Referring expression data:
####

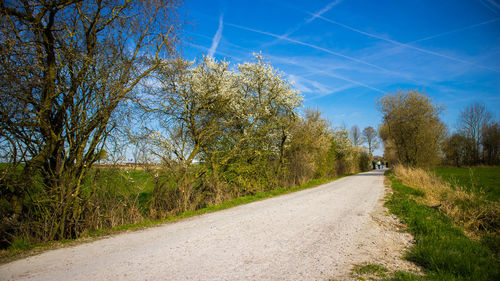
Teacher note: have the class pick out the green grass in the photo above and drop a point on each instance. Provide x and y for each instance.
(484, 180)
(22, 248)
(369, 271)
(441, 248)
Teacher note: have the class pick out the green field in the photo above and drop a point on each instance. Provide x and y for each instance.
(441, 248)
(485, 180)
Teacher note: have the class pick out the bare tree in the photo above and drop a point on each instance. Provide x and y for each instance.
(369, 136)
(411, 129)
(472, 121)
(357, 138)
(65, 67)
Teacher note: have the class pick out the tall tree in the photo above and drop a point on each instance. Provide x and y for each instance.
(370, 137)
(411, 127)
(491, 143)
(356, 136)
(65, 67)
(471, 124)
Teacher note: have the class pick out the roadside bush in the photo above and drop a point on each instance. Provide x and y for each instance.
(477, 215)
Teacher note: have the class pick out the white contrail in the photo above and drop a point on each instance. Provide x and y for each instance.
(454, 31)
(314, 47)
(324, 10)
(217, 37)
(406, 45)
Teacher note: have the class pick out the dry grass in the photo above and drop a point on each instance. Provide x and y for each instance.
(473, 212)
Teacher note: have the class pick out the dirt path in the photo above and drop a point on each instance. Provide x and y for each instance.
(307, 235)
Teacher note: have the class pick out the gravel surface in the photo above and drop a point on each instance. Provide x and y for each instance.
(306, 235)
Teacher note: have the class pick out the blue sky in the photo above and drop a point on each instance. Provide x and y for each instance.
(344, 55)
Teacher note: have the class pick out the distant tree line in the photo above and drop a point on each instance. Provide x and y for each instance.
(84, 80)
(414, 135)
(477, 140)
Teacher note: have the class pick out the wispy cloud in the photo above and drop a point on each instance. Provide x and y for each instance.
(307, 21)
(322, 11)
(217, 37)
(454, 31)
(320, 49)
(406, 45)
(490, 5)
(318, 71)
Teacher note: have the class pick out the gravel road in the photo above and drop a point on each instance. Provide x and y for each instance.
(306, 235)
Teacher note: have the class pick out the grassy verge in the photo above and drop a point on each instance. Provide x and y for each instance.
(21, 248)
(441, 249)
(482, 179)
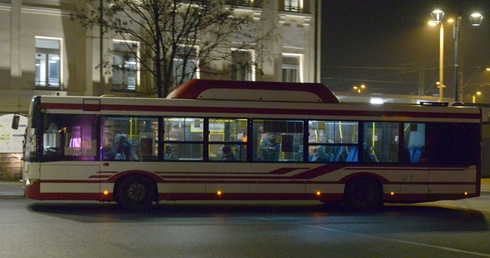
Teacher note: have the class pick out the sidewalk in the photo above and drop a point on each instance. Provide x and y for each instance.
(14, 189)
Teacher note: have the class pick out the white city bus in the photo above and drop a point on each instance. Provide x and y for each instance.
(226, 140)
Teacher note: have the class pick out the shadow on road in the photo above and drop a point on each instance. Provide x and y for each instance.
(391, 218)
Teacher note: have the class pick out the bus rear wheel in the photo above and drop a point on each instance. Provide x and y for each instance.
(363, 193)
(135, 192)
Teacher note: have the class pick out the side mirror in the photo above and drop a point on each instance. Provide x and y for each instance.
(15, 122)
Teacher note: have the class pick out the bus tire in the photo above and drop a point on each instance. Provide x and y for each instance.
(135, 192)
(363, 193)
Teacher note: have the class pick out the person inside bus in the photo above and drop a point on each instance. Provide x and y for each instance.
(226, 153)
(122, 150)
(320, 155)
(269, 148)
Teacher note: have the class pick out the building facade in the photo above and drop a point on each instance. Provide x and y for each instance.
(47, 52)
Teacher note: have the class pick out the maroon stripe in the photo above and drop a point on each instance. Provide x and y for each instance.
(306, 112)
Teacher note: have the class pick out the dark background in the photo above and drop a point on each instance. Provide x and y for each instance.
(389, 46)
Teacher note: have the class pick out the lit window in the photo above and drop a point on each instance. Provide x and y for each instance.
(293, 5)
(48, 63)
(241, 65)
(291, 68)
(124, 65)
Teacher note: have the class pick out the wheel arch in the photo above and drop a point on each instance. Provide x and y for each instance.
(117, 179)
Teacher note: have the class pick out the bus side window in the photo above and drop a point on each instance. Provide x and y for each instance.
(278, 140)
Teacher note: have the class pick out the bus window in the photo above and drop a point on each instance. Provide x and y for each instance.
(69, 137)
(455, 144)
(185, 138)
(380, 142)
(414, 135)
(278, 140)
(332, 141)
(129, 138)
(227, 139)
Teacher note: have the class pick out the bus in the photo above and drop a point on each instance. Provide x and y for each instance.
(230, 140)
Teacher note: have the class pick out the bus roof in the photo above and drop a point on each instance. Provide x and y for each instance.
(258, 91)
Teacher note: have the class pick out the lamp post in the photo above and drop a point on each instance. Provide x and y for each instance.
(476, 19)
(437, 18)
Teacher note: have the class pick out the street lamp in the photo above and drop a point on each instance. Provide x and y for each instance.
(437, 19)
(476, 20)
(478, 93)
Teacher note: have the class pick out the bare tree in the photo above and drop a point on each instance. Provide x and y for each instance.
(177, 37)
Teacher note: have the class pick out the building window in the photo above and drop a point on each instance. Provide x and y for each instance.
(48, 63)
(293, 5)
(185, 64)
(291, 68)
(242, 65)
(124, 65)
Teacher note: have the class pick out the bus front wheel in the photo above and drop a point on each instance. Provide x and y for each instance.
(364, 193)
(135, 192)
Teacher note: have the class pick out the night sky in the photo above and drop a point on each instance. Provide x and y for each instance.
(388, 45)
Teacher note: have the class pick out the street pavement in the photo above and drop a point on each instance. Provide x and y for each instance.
(14, 189)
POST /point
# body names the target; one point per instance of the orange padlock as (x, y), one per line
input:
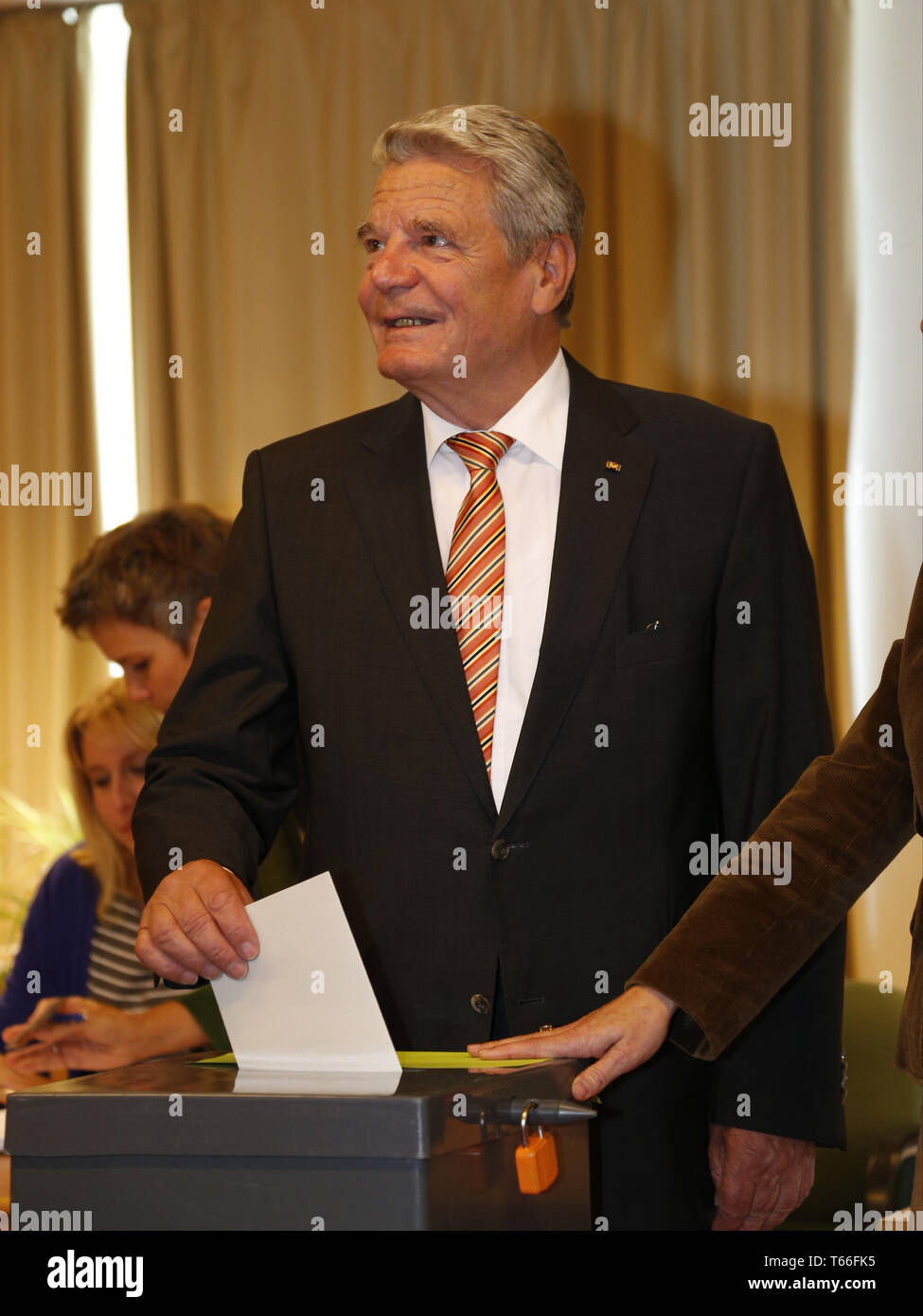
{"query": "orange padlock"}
(536, 1158)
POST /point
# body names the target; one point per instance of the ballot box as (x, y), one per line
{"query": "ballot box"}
(177, 1145)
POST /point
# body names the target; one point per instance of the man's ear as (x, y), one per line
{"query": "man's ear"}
(556, 262)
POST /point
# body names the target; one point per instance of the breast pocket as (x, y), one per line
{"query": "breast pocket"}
(664, 641)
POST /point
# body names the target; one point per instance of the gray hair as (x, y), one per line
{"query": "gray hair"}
(533, 191)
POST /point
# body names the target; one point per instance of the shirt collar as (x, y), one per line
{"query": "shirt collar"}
(538, 421)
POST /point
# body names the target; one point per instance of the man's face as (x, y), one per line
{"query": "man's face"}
(153, 665)
(435, 256)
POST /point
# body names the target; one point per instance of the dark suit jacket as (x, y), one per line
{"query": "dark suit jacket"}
(847, 817)
(636, 742)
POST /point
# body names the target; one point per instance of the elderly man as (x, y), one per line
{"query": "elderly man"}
(523, 637)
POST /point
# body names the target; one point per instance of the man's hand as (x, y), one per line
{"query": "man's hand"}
(105, 1039)
(195, 925)
(624, 1033)
(758, 1178)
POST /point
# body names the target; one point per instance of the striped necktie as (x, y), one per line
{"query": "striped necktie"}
(474, 576)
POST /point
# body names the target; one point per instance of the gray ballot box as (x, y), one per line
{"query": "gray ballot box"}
(175, 1145)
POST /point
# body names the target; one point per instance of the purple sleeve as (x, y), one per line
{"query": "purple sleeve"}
(54, 953)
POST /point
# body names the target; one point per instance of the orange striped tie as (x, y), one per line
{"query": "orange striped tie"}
(474, 576)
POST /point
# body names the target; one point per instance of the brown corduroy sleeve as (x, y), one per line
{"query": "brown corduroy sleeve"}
(845, 819)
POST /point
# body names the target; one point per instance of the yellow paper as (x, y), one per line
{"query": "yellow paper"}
(420, 1059)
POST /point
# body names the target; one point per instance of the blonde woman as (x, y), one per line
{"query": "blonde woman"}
(78, 942)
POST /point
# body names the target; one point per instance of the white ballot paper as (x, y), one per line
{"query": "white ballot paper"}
(306, 1005)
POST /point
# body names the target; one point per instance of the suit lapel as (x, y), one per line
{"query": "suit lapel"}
(590, 545)
(389, 489)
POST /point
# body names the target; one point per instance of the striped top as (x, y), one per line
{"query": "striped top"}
(115, 974)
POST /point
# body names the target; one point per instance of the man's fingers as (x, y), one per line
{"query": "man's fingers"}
(181, 928)
(558, 1041)
(164, 966)
(616, 1061)
(225, 898)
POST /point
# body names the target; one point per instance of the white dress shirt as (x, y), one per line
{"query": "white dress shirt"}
(529, 479)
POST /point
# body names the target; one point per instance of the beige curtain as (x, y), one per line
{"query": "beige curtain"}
(718, 248)
(44, 405)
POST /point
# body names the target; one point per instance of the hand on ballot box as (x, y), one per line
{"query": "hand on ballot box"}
(620, 1035)
(99, 1038)
(758, 1178)
(195, 925)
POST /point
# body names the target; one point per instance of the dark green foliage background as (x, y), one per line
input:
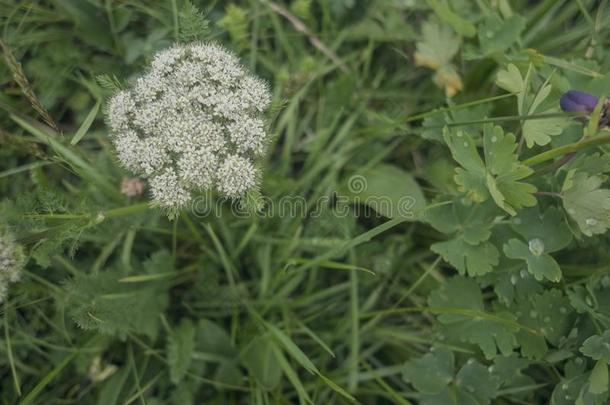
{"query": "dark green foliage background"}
(118, 304)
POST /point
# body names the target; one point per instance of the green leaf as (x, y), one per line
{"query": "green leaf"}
(598, 381)
(541, 265)
(431, 373)
(437, 47)
(597, 347)
(550, 228)
(498, 176)
(475, 260)
(194, 25)
(511, 80)
(387, 190)
(180, 347)
(497, 35)
(549, 313)
(457, 292)
(474, 378)
(82, 130)
(472, 222)
(539, 131)
(459, 24)
(586, 202)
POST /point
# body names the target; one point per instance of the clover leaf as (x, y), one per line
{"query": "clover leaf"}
(498, 177)
(586, 202)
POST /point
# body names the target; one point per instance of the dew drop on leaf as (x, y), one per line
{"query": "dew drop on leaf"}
(591, 221)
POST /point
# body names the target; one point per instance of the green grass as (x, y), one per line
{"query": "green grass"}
(118, 304)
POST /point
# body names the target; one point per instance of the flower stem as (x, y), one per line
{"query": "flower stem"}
(566, 149)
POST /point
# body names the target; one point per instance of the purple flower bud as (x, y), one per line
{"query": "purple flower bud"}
(577, 101)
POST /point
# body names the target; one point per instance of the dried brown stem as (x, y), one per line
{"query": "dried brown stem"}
(23, 83)
(302, 28)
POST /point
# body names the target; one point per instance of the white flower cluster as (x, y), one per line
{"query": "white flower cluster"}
(193, 122)
(11, 262)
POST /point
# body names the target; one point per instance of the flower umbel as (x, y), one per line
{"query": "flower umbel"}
(12, 260)
(193, 122)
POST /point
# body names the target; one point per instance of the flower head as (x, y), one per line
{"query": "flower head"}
(12, 260)
(193, 122)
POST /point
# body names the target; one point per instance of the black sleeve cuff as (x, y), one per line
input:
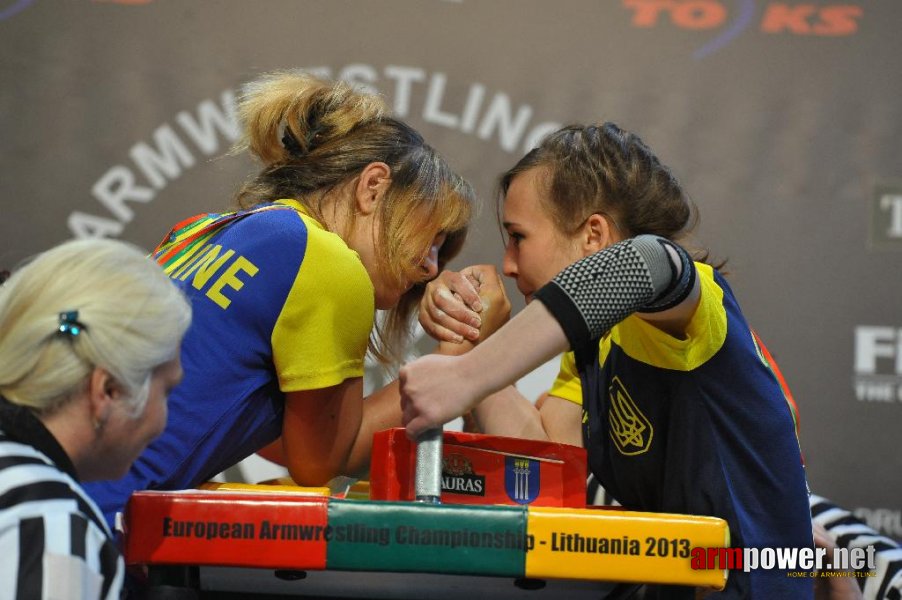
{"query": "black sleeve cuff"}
(568, 316)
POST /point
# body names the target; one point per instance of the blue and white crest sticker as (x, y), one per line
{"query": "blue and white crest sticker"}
(521, 479)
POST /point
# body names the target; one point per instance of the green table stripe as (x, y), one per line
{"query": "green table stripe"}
(423, 538)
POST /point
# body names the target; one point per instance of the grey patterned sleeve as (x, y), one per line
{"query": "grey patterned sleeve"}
(595, 293)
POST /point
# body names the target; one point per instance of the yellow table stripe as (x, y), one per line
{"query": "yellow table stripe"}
(568, 543)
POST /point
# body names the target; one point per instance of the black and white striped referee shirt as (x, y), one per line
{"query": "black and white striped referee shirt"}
(54, 542)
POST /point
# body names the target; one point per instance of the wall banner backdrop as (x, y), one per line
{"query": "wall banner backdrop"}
(782, 119)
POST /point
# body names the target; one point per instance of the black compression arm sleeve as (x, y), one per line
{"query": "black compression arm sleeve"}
(645, 273)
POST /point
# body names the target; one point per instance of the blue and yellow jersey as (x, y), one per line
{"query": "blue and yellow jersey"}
(279, 305)
(698, 426)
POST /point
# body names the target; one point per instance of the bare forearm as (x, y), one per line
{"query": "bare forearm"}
(527, 341)
(381, 410)
(510, 414)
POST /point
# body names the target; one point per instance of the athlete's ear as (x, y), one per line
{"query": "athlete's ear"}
(596, 234)
(371, 185)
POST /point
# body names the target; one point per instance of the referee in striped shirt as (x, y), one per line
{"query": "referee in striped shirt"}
(89, 339)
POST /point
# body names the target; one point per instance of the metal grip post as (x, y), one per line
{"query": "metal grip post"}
(428, 479)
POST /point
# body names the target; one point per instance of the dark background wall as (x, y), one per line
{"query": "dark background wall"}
(782, 119)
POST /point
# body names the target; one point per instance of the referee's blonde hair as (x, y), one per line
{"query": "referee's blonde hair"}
(133, 320)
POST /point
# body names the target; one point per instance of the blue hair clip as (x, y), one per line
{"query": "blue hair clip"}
(69, 323)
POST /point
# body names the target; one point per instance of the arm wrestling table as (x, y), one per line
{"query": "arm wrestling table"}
(284, 540)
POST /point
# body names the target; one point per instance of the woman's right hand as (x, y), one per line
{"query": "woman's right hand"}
(464, 305)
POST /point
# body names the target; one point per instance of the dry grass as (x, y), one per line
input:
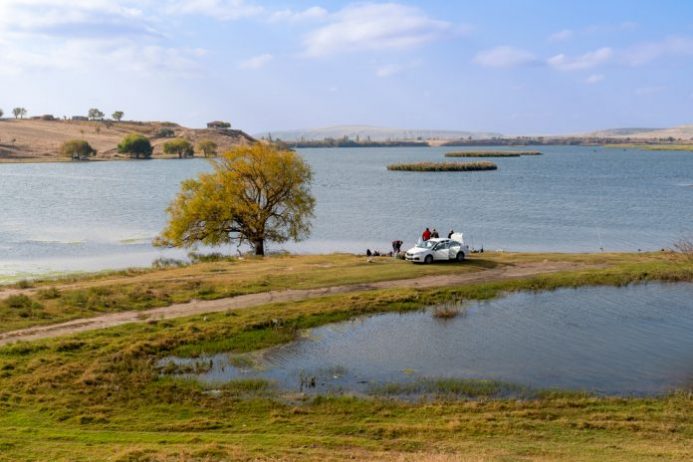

####

#### Problem to solve
Please give again the lines above between the line holding "necktie as (x, y), one per line" and the line holding "corduroy sleeve as (x, y), one per line", inclusive, exactly as they are and with nothing added.

#### Response box
# body names the target; one point per instance of the striped necktie as (x, y), one per line
{"query": "striped necktie"}
(474, 576)
POST /point
# body names the target; one point per instance of the gray ballot box as (x, y), one per line
{"query": "gray ballot box"}
(175, 1145)
POST /point
# body names the target; one point per instance of the purple sleeve as (x, y), one per line
{"query": "purple sleeve"}
(54, 953)
POST /point
# body names the target; one point per instance of the orange striped tie as (x, y), one per line
{"query": "orange striped tie"}
(474, 576)
POST /point
# body names the target; one point per instance of the brown corduroy sleeve as (x, y), one per line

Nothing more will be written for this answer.